Many parents see their young child heading for a mud puddle and see potential mess, dirt stained clothes and hazardous germs so they stop them.
When we, at Early Years, see a mud patch, we see potential sensory fun and giggles, splashing and opportunities to explore and enjoy the outdoors, avenues for imagination and creativity.
Did you know that studies have found a good bacteria in soil that has been linked to improved quality of life and happiness? There is an abundance of information on how playing in the mud boosts a child immune system so it is not only healthy for you but makes you happy.
Open ended play
This gives opportunity for creativity and imagination. Mud kitchens and Mud stations are child led activities and allow self-soothing that becomes a somewhat therapeutic relaxing event where the child can connect to the outdoors with the freedom to let their mind wander wherever it wishes to.
Open ended play leaves doors open so a child can develop the independence and confidence to play within their own limits, the way they feel comfortable.
Stimulation of many senses while engaged in play
Sensory stimulation is a necessary part of brain development. Children can listen to nature sounds of the outdoors, mud/water/slopping sounds, birds and so on. They gain tactile stimulation through touch and the different feelings of dirt, pebbles, sticks, water, mud, and the different textures. They can see how materials mix, mash, pour, transform, squish through different methods of play.
Mud kitchens provide good practise of eye hand coordination and help further develop the neural pathways responsible for these movements. While scooping, mixing, pouring and carrying pots full or mud, transferring materials and serving up mud children are increasing their eye hand coordination and through moving around the different weighted materials, balancing them and having steady control of them, they are strengthening all those important muscles that are still growing.
Cause and effect
Something that is often overlooked in outdoor free play is how a child learns through experimentation and observation. For example, the mud blocks the sink, the large pebbles don’t fit through the funnel, dirt and water makes mud, mud settles at the bottom of the pot, bark chips float to the surface and so forth.
Pretending Real life Play
Mud stations allow children to develop real skills using real life instruments, working in a real kitchen, working with real resources. This leads to learning real consequences and learning through exploration. Whether they are role playing being a chef, making a mud pie or just enjoying splatting mud like an erupting volcano they are utilising natural materials.
Imagination and Creativity
Open ended mud play leads to creativity. After all mud is an art medium. We’ve all heard of mud pies but have you ever tried mud painting? Through the freedom of open ended play and utilising rich coloured mud a child’s imagination develops as they role play, story tell, chat away in their own fantasy world, create things and make things and pretend real life scenarios.
Gross Motor Skills
As with all forms of outdoor play, mud play enhances gross motor skills. As the child handles materials and works around the mud station, carries full shovels of mud or balances full pots of water, lifts and pours containers, stirs and scoops with utensils, squats, stands, sits and physically moves around doing their thing, they are being active and using important gross motor actions.

________________________________________

=== Exercise brief ===
Reproduce word for word the part of the mud play text that opens with the words containing "Did you know" and closes with "they feel comfortable.". The data that follows has nothing to do with the mud play text.

________________________________________

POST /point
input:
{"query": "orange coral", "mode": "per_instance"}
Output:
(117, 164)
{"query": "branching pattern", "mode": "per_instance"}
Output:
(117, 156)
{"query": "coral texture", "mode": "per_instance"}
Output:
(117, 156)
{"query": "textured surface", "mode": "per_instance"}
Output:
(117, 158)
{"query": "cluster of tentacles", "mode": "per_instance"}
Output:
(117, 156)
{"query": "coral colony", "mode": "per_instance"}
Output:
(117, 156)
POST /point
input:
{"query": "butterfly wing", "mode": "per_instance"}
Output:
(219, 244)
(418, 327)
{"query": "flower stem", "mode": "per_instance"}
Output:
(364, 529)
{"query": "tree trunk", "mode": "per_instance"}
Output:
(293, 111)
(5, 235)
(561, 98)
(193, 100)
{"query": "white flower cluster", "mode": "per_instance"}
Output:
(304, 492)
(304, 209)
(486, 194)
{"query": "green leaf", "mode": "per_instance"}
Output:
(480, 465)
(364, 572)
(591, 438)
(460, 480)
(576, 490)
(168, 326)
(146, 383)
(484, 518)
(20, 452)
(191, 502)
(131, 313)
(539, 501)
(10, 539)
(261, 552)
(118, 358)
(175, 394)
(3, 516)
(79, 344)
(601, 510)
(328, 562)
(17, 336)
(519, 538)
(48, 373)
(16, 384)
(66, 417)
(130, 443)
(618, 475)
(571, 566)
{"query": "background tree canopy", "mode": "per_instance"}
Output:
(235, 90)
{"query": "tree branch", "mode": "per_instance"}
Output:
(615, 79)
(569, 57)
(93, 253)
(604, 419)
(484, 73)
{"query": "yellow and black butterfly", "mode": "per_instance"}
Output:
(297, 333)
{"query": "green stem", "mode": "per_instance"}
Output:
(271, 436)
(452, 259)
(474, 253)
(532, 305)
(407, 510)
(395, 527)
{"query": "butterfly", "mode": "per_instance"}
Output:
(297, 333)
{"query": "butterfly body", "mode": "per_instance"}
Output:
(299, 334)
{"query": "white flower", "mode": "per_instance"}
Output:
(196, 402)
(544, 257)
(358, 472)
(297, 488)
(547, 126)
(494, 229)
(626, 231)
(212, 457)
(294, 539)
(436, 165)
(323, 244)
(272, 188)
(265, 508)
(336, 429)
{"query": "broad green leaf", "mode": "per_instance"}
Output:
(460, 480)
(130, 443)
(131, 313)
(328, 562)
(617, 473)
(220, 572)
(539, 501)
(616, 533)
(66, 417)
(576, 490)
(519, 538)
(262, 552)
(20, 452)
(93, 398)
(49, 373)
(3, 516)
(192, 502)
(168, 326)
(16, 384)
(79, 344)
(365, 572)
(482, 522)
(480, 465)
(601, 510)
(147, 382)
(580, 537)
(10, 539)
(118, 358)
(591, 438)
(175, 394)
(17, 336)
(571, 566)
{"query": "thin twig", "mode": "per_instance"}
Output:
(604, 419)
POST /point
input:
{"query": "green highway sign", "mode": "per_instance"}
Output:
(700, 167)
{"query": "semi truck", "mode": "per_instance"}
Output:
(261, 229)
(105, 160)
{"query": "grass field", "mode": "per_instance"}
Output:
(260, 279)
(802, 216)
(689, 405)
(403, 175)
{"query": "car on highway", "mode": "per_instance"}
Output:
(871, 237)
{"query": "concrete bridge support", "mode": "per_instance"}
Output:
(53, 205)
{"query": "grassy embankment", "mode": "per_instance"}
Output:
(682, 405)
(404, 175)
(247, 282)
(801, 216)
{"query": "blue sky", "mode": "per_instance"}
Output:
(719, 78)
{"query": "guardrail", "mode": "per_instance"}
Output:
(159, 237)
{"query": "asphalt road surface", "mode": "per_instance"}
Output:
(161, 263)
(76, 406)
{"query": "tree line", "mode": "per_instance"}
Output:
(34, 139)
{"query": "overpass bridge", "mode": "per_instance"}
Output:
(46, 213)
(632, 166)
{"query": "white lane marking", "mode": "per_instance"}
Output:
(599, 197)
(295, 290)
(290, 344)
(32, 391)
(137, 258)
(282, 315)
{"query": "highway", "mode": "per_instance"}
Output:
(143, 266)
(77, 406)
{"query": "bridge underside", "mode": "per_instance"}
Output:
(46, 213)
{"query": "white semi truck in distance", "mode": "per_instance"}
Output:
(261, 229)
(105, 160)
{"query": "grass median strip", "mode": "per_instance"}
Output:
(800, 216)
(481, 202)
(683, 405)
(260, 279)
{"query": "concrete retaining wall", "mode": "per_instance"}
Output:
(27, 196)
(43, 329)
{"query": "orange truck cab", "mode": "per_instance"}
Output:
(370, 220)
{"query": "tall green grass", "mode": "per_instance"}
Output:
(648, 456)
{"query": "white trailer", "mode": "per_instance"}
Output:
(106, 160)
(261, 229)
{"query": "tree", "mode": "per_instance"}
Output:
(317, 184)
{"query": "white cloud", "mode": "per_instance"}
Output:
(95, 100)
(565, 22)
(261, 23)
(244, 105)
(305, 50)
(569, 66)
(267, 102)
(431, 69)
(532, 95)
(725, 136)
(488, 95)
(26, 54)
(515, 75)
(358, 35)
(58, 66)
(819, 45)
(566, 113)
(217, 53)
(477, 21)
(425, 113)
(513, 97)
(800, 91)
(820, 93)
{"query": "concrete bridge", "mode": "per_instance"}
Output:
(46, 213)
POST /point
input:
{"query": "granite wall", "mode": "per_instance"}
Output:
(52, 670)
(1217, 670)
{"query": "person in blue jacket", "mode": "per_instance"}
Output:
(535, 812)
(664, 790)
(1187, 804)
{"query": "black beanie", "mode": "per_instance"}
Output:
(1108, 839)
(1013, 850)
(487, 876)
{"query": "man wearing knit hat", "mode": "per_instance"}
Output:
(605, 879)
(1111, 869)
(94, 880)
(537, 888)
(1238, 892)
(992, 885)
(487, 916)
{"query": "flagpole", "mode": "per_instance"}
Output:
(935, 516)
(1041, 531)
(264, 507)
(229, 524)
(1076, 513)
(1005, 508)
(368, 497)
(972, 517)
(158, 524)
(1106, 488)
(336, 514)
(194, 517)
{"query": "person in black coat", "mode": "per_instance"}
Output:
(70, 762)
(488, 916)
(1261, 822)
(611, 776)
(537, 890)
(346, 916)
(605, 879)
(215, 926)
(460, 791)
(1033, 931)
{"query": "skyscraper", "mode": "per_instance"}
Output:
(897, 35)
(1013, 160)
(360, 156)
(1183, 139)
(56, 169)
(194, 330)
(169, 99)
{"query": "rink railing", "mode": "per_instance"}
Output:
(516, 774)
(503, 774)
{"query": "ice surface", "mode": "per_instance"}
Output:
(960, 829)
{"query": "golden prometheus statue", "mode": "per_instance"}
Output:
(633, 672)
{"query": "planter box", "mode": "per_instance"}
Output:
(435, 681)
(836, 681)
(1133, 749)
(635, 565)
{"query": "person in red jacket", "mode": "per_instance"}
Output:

________________________________________

=== Written response ===
Did you know that studies have found a good bacteria in soil that has been linked to improved quality of life and happiness? There is an abundance of information on how playing in the mud boosts a child immune system so it is not only healthy for you but makes you happy.
Open ended play
This gives opportunity for creativity and imagination. Mud kitchens and Mud stations are child led activities and allow self-soothing that becomes a somewhat therapeutic relaxing event where the child can connect to the outdoors with the freedom to let their mind wander wherever it wishes to.
Open ended play leaves doors open so a child can develop the independence and confidence to play within their own limits, the way they feel comfortable.